Ah, the eternal struggle between justice and judicial economy. In a ringing affirmation of the trial lawyer's right and duty to conduct an adequate voir dire, the court holds that it was reversible error to cut off voir dire based on a time limitation imposed by the court, and to prevent the attorney from questioning prospective jurors about their attitude toward the defendant's theory of the case. See Lavado v. State, 492 So.2d 1322 (Fla. 1986). Trial courts have discretion in the amount of time they may allow but it is an abuse of discretion to allow time that is inadequate to give the lawyer enough information to intelligently exercise peremptory challenges and challenges for cause. Noting that the trial took two weeks, the court observed that "another half hour would not have been unduly taxing, and could well have obviated reversal on this issue. This principle has been applied in civil cases, too. See, e.g., Knapp v. Shores, 550 So.2d 1155 (3d DCA 1989) (fifteen minutes insufficient), overruled on other grounds, Bulldog Leasing v. Curtis, 19 Fla. L. Wkly. S54 (Fla. 1994); Cohn v. Julien, 574 So.2d 1202 (3d DCA 1991).
The plaintiff's husband was killed in a traffic accident while riding in the bed of a company truck driven by another employee. The employees were en route from a roofing job site to the company's office, as part of a company-established transportation system. The workers would come to the office and be driven to and from the job site in the employer's truck. The workers were paid by the hour from the time they arrived at the office until the time they returned there. The court held that the plaintiff's claim against the employer for negligence was barred by worker's comp immunity, and that the "going and coming" rule did not provide an exception because worker's comp "almost always" applies when the employee is traveling on a public road between two portions of the employer's premises.

Problems to solve »
**1)** Answer these questions about the case summaries:
(a) How long did the trial take in the voir dire case?
(b) In Knapp v. Shores, what amount of time was held insufficient?
(c) Between which two places were the employees traveling when the accident happened?
**2)** In the case summaries, reproduce the part that opens with the words containing "The plaintiff's husband" and closes with "the employer's premises.", renaming "truck" as "van" throughout.
**3)** Carry the case summaries on voir dire and worker's compensation further, picking up after their final sentence.
The data have no connection to the case summaries.

Information provided »
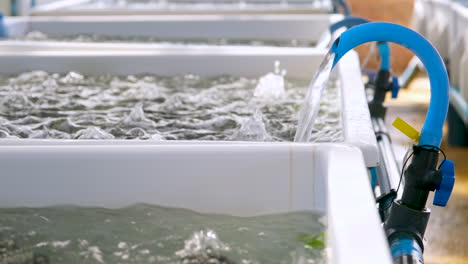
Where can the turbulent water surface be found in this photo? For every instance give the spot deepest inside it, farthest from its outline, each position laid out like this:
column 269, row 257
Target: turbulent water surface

Results of the tasks »
**1)**
(a) Two weeks.
(b) Fifteen minutes.
(c) From a roofing job site to the company's office.

**2)**
The plaintiff's husband was killed in a traffic accident while riding in the bed of a company van driven by another employee. The employees were en route from a roofing job site to the company's office, as part of a company-established transportation system. The workers would come to the office and be driven to and from the job site in the employer's van. The workers were paid by the hour from the time they arrived at the office until the time they returned there. The court held that the plaintiff's claim against the employer for negligence was barred by worker's comp immunity, and that the "going and coming" rule did not provide an exception because worker's comp "almost always" applies when the employee is traveling on a public road between two portions of the employer's premises.

**3)**
The 1993 amendments to the worker's compensation law, limit the definition of injuries "arising out of" the employment to those in which "work performed in the course and scope of employment is the major contributing cause of the injury or death. §440.02(32), Florida Statutes. Joining the First DCA, the court held that this amendment does not change the premises exception to the coming and going rule to broaden the employer's tort liability. Where the plaintiff was injured when she slipped in water on the employer's premises after clocking out, the employer was entitled to worker's comp immunity. See also Vigliotti v. K-Mart Corp., 21 Fla. L. Wkly. D957 (Fla. 1st DCA 1996).
The court states that there is nothing in the legislative history of the worker's comp amendments that indicates the legislature intended to broaden the employer's tort liability. The problem with this decision is that, constitutionally, how can the plaintiff's ability to recover worker's comp for an injury be taken away without allowing the plaintiff access to courts for that injury? See Fla. Const. Art. I §21. Historically, the only reason that the worker's comp statute was held constitutional when it took away the right to sue the employer was that it provided an adequate alternative remedy. See Kluger v. White, 281 So.2d 1, 7 n.11 (Fla. 1973). If that remedy no longer exists, then how can the statute be constitutional?
The plaintiff, who was a pizza delivery person, was attacked while delivering pizza to a college campus. He sued his employer, alleging that the employer intentionally misled him about the danger of late night delivery to the campus dorms. The court held the employer was entitled to immunity because its actions did not amount to an intentional tort. The court says the standard requires "virtual certainty" of injury.